▶ **Texto de leitura**
++++++++

Talvez, no auge do meu privilégio cristão, não me lembro de ter passado pelo sentimento de ter minha fé negada, bom, pelo menos até as notícias que me chegaram nesta semana.
Nos últimos dias, fui surpreendida pela boa notícia de que o querido e amigo padre Júlio Lancellotti viria para Blumenau e também celebraria uma missa na Cozinha Bom Pastor.
Dias depois, a missa foi cancelada. Os boatos? De que seria pressão por parte – pasmem – de possíveis ou já doadores do projeto que auxilia pessoas em situação de rua ou de vulnerabilidade social. O motivo da pressão? Comentários que se levantavam contra a presença do Júlio, chamando-o de “comunista”.
E essa é uma contradição que não pode passar despercebida: a mesma comunidade que acolhe e alimenta pessoas em situação de rua, que partilha arroz, feijão e cestas básicas, volta atrás quando alguém — justamente alguém que há décadas doa sua vida a essa população — vem dizer que essas pessoas também têm direitos, que não basta alimentar, é preciso também transformar as estruturas que geram fome e exclusão. Já dizia Dom Helder Câmara: “Quando dou comida aos pobres, me chamam de santo; quando pergunto por que eles são pobres, me chamam de comunista.”
Fico imaginando e convoco os leitores a pensar e imaginar como seria nossa vida se todos aqueles que se dizem cristãos servissem de exemplo, sendo tolerantes com as diferenças presentes entre nós e de fato comprometidos com o bem comum.
Pois bem, mas, para além das contradições encontradas nas pessoas que destilaram ódio ao Júlio nas redes sociais e que se dizem cristãs e pessoas de “bem”, queria escancarar a importância daqueles e daquelas que acreditam em figuras como o Júlio e que também querem ter seu direito a crer sendo respeitados.
Não se trata apenas de cancelar uma missa, mas de negar o direito da comunidade de celebrar sua fé junto a um padre que é referência de luta, coragem e espiritualidade para tantas pessoas no Brasil inteiro e também em Blumenau. Desde que a missa foi cancelada, recebi inúmeras mensagens de jovens, mulheres e homens que querem a possibilidade de ouvir padre Júlio para além do diálogo que estamos dispostos a fazer dentro da universidade, com a evidente referência do seu trabalho em São Paulo, que querem ouvi-lo também a partir do testemunho da vida que ele carrega e traz. Queremos rezar com ele. Esse é o desejo. Não podemos aceitar que a dimensão espiritual seja calada.
Bell Hooks, em seu livro “Tudo sobre o amor”, diz que “cada um deve escolher a prática espiritual que mais contribui para sua vida. É por isso que as pessoas progressistas em busca da verdade nos convocam a sermos todos tolerantes – a lembrar que, embora nossos caminhos sejam muitos, somos uma comunidade de amor”.

++++++++

▶ **Registros**
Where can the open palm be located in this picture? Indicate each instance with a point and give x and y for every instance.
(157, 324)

++++++++

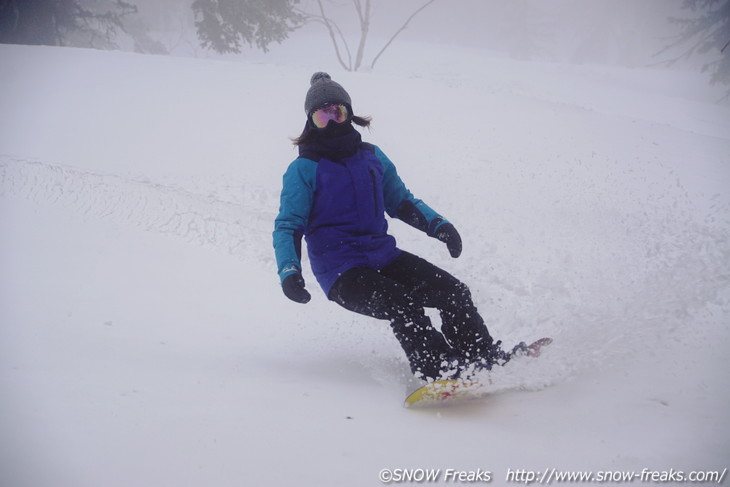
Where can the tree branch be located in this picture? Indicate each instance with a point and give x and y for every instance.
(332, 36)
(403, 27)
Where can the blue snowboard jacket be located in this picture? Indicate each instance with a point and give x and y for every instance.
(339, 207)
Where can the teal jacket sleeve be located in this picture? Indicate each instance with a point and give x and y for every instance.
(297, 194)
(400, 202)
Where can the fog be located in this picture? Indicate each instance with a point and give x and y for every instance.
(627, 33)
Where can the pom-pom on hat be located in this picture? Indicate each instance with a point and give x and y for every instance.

++++++++

▶ **Instrução**
Reproduza, sem nenhuma alteração, o trecho do texto sobre a missa cancelada que começa em "Talvez, no auge" e termina em "chegaram nesta semana.". Os registros provêm de outra fonte.

▶ **Resposta do exercício**
Talvez, no auge do meu privilégio cristão, não me lembro de ter passado pelo sentimento de ter minha fé negada, bom, pelo menos até as notícias que me chegaram nesta semana.